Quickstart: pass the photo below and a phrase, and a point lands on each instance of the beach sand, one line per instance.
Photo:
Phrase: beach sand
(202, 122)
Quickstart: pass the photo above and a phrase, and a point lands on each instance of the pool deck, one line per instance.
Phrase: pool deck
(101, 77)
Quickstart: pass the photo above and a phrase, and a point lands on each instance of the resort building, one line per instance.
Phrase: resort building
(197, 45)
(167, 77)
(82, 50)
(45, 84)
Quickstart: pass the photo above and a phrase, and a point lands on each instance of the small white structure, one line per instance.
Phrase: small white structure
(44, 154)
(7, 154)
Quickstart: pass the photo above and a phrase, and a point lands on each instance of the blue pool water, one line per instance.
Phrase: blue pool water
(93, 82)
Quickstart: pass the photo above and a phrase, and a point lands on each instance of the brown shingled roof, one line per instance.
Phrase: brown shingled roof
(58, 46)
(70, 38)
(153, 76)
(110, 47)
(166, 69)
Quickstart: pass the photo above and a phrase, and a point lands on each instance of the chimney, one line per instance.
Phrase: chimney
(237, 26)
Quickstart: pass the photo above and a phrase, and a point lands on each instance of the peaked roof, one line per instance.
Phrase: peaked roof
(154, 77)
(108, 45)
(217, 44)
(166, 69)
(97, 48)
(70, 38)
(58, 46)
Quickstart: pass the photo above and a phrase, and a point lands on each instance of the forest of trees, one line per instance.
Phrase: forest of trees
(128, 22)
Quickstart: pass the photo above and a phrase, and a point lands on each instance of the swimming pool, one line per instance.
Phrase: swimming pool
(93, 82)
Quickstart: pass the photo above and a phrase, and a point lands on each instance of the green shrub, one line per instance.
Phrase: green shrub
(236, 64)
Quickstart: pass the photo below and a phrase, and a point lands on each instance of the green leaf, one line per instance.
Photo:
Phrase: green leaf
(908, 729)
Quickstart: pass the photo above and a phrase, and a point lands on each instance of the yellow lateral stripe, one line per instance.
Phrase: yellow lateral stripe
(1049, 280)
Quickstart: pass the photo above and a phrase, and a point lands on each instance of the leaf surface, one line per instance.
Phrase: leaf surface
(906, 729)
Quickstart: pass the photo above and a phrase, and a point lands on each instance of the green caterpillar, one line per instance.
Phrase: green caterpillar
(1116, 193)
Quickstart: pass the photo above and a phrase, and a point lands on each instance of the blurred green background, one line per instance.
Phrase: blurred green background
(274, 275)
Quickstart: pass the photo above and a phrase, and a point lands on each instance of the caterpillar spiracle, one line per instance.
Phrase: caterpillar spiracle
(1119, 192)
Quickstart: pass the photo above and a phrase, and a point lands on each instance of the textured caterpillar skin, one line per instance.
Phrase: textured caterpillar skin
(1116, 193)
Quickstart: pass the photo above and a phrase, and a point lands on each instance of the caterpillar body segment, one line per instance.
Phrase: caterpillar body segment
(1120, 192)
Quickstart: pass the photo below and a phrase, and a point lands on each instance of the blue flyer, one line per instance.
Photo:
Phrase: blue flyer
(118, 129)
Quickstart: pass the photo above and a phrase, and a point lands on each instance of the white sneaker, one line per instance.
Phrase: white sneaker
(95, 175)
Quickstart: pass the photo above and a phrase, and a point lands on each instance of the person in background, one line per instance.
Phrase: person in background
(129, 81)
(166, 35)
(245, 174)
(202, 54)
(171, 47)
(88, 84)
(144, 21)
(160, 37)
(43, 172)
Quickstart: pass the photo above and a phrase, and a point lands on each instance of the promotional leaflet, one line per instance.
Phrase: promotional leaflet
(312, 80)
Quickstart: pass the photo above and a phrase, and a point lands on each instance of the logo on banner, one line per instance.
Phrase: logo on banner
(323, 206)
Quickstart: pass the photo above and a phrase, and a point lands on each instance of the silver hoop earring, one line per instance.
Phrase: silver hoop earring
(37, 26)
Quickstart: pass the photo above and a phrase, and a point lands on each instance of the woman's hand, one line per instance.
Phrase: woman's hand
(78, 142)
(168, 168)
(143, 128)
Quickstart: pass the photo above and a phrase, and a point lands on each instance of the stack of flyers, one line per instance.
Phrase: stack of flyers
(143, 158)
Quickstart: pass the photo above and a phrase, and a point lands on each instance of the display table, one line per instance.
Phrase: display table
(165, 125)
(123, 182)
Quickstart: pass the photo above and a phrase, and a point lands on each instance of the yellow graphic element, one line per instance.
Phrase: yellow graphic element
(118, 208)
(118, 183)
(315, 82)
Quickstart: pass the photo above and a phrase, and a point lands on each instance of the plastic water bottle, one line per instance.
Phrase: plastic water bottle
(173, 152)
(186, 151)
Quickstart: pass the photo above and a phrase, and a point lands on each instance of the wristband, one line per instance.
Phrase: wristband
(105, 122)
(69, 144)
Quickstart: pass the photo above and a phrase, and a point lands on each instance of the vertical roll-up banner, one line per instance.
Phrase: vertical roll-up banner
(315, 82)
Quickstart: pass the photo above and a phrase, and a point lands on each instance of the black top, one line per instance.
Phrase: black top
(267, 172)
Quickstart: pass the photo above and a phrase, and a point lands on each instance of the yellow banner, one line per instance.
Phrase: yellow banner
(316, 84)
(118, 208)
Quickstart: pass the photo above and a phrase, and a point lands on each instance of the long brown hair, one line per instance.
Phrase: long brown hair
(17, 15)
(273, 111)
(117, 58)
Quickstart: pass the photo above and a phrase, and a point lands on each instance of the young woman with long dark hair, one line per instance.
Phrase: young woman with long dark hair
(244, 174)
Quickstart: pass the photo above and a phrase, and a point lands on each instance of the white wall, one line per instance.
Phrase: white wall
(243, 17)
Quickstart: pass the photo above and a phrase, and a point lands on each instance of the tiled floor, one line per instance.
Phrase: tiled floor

============================================================

Pick every line of the data that includes the string "tiled".

Written solution>
Quickstart: pass the photo above and a phrase, and a point lands on each instance of the tiled floor, one line per instance.
Phrase: tiled floor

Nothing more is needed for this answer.